# Exercise
Extract, exactly as written, all lines of the material below from the line that includes "Could you please spot the person" through its last line.
__________________________________________________
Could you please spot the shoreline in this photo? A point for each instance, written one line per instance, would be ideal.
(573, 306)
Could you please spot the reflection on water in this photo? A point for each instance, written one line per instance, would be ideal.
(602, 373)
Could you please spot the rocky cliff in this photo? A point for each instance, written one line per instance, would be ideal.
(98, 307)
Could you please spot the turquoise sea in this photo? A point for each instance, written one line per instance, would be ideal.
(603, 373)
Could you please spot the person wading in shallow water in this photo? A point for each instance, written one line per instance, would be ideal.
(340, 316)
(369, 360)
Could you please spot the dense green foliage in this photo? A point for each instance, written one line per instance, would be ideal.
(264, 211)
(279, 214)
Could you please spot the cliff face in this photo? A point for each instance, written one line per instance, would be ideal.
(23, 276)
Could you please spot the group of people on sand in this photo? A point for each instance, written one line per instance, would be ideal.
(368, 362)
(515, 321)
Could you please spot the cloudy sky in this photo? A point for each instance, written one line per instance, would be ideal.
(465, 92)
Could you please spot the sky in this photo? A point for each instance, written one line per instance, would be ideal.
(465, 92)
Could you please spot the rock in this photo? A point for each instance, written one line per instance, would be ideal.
__________________________________________________
# Expected answer
Could you please spot the person wading in shallow water in this photo? A point for each instance, written one line per instance, would be ideal.
(340, 316)
(369, 360)
Could you please spot the dense green foliage in this photo? A point for each instance, written one line per instance, would be ideal.
(264, 211)
(279, 214)
Could you please spot the cliff face in this photo? A point for each instance, written one line per instance, would be ideal.
(23, 276)
Could you please spot the group of people on sand in this photo? A point for each instance, written one line per instance, would be ideal.
(368, 362)
(515, 321)
Could you please spot the cloudy sky in this photo? A point for each instance, written one line per instance, would be ideal.
(465, 92)
Could you please spot the sky in this photo? A point for each instance, written one line per instance, would be ideal.
(465, 92)
Could you please spot the rock in this photo? A point for each instance, written one line per instance, would be ideal.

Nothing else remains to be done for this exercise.